■ **Objetivo planteado**
Copia línea por línea todos los registros que aparecen a continuación, sin alterar ningún carácter.

■ **Datos del ejercicio**
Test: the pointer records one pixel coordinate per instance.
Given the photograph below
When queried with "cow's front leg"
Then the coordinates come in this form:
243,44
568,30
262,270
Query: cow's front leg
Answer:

■ **Resultado obtenido**
Test: the pointer records one pixel coordinate per instance.
Given the photograph below
When queried with "cow's front leg"
Then the coordinates come in this form:
243,44
568,30
262,270
Query: cow's front leg
Answer:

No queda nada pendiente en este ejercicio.